Selected passage >>

== == ==

Are We Overestimating the Health Care Consumer?
“Health care consumerism” has been a topic of conversation in our industry for more than a decade. Doctor Google. Online reviews. Apps for everything. The story goes like this: Patients are more informed, more demanding, more discerning than ever.
But when we talk with consumers in focus groups and listening tours across the country, the truth is more complicated.
- Health care isn’t top of mind until it is. Even cancer patients, in the middle of care, often can’t tell us a lot about their providers.
- Trust is sticky. Most people still lean on their doctor’s advice, especially when the stakes are high.
- System knowledge is thin. Patients know little about health systems beyond their immediate experiences. Even academic research and teaching advantages are not fully appreciated or understood.
- Practical factors often supersede. Don’t underestimate insurance, proximity, accessibility and provider affiliation as choice drivers.
- “All about the money.” More and more, communities see hospitals as big business, less personal and less accessible.
- Experience matters. Many patients tend to assume competency. They judge you on how you make them feel — listened to, respected, seen.
For all the talk of health care consumerism, most people don’t know as much as we think.
Have we moved too quickly beyond the basics?
In the rush to segment, target and promote service lines, maybe we skipped past the basics. Most busy, distracted consumers don’t stop to study health care. Their attention is elsewhere until it isn’t.
What they want is simple: to trust that care will be there when they need it — and that when it is, they’ll be respected.

== == ==

Record set >>
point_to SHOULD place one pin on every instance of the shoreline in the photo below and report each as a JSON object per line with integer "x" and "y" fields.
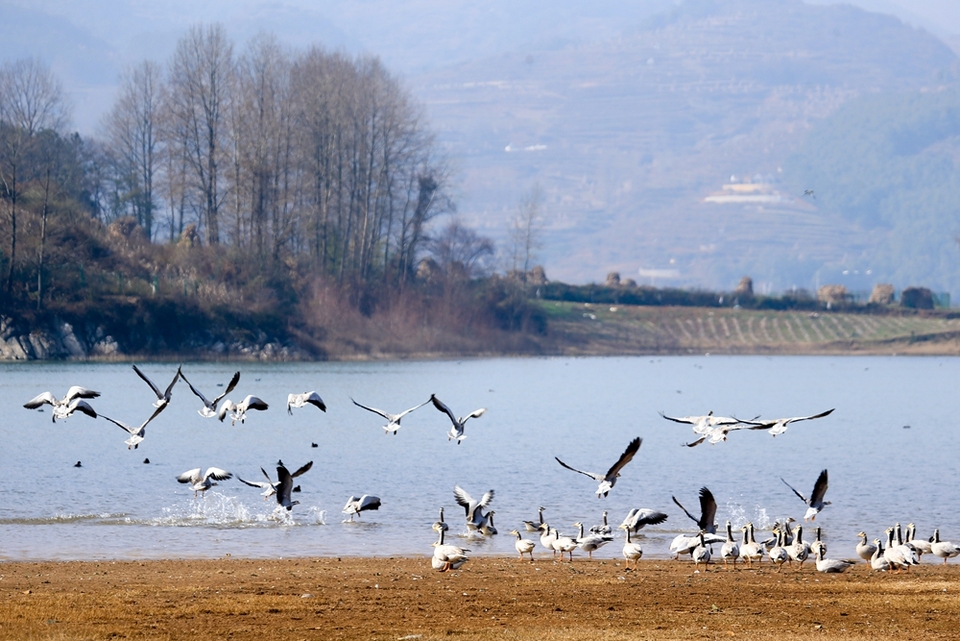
{"x": 404, "y": 598}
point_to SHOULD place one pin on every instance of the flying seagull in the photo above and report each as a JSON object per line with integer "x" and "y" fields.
{"x": 162, "y": 397}
{"x": 203, "y": 482}
{"x": 137, "y": 434}
{"x": 296, "y": 401}
{"x": 456, "y": 430}
{"x": 608, "y": 480}
{"x": 269, "y": 486}
{"x": 357, "y": 505}
{"x": 238, "y": 412}
{"x": 815, "y": 502}
{"x": 393, "y": 420}
{"x": 66, "y": 406}
{"x": 209, "y": 409}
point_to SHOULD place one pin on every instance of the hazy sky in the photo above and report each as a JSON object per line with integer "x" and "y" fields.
{"x": 89, "y": 41}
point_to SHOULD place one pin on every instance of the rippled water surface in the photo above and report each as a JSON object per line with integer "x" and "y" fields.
{"x": 890, "y": 448}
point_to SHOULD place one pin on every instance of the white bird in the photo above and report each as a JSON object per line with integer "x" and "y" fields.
{"x": 284, "y": 487}
{"x": 878, "y": 561}
{"x": 750, "y": 550}
{"x": 815, "y": 502}
{"x": 447, "y": 557}
{"x": 533, "y": 526}
{"x": 730, "y": 551}
{"x": 943, "y": 549}
{"x": 63, "y": 408}
{"x": 608, "y": 480}
{"x": 238, "y": 412}
{"x": 865, "y": 550}
{"x": 603, "y": 528}
{"x": 269, "y": 487}
{"x": 137, "y": 434}
{"x": 523, "y": 546}
{"x": 831, "y": 566}
{"x": 591, "y": 542}
{"x": 631, "y": 550}
{"x": 356, "y": 505}
{"x": 162, "y": 397}
{"x": 456, "y": 429}
{"x": 203, "y": 482}
{"x": 638, "y": 518}
{"x": 702, "y": 424}
{"x": 778, "y": 553}
{"x": 779, "y": 426}
{"x": 209, "y": 409}
{"x": 701, "y": 553}
{"x": 393, "y": 420}
{"x": 708, "y": 511}
{"x": 473, "y": 509}
{"x": 296, "y": 401}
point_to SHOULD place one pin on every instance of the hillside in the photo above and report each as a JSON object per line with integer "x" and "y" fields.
{"x": 627, "y": 137}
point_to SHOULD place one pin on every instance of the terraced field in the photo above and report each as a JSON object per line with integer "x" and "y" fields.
{"x": 590, "y": 329}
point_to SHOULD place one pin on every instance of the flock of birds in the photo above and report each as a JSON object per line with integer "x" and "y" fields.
{"x": 786, "y": 544}
{"x": 77, "y": 397}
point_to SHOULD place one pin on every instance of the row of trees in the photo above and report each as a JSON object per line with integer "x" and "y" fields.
{"x": 312, "y": 154}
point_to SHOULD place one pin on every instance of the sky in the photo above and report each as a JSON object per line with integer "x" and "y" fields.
{"x": 89, "y": 42}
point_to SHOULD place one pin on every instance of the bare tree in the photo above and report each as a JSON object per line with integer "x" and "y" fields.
{"x": 132, "y": 132}
{"x": 31, "y": 100}
{"x": 526, "y": 231}
{"x": 201, "y": 78}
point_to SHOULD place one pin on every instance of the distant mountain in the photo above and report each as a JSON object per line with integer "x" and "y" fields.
{"x": 627, "y": 137}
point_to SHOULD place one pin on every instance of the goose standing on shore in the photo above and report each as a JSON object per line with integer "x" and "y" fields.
{"x": 162, "y": 397}
{"x": 523, "y": 546}
{"x": 209, "y": 409}
{"x": 64, "y": 407}
{"x": 815, "y": 502}
{"x": 203, "y": 482}
{"x": 137, "y": 434}
{"x": 456, "y": 429}
{"x": 393, "y": 420}
{"x": 238, "y": 412}
{"x": 296, "y": 401}
{"x": 608, "y": 480}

== == ==

Task requirements >>
1 – Rewrite the paragraph beginning "In the rush to segment" from the article on health care consumers as a short bulleted list that keeps its main points.
2 – Which practical factors does the article on health care consumers say not to underestimate as choice drivers?

Answers for each item >>
1 –
- While rushing to segment, target and promote service lines, the industry may have skipped the basics.
- Most consumers are busy and distracted and don't stop to study health care.
- Their attention is elsewhere until they need care.

2 – Insurance, proximity, accessibility and provider affiliation.